Exercise instructions:
Pull out every line of the records that contains the word "clicks", copying each such line in full.
▼
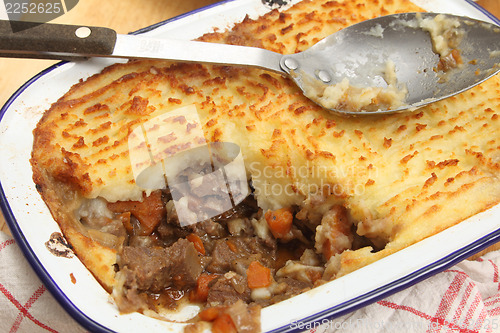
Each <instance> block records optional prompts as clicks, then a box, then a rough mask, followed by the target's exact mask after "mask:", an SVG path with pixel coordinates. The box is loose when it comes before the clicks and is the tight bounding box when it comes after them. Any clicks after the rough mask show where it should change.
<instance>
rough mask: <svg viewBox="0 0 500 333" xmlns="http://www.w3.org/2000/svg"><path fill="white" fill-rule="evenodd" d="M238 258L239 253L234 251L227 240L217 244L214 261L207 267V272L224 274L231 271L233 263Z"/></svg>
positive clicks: (222, 239)
mask: <svg viewBox="0 0 500 333" xmlns="http://www.w3.org/2000/svg"><path fill="white" fill-rule="evenodd" d="M237 258H238V253H237V252H235V251H233V250H232V249H231V248H230V247H229V245H228V243H227V241H226V240H225V239H219V240H217V241H216V242H215V246H214V249H213V251H212V261H211V262H210V264H209V265H208V267H207V271H209V272H212V273H220V274H223V273H225V272H227V271H229V270H230V268H231V263H232V262H233V261H234V260H236V259H237Z"/></svg>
▲
Response to this exercise:
Each <instance> block records optional prompts as clicks, then a box, then a rough mask, followed by the target's exact mask after "mask:", an SVG path with pixel coordinates. The box is loose when it comes before the clicks and is the tight bounding box when it comes after them. Any clicks after the rough mask show where it should change.
positive clicks: (222, 239)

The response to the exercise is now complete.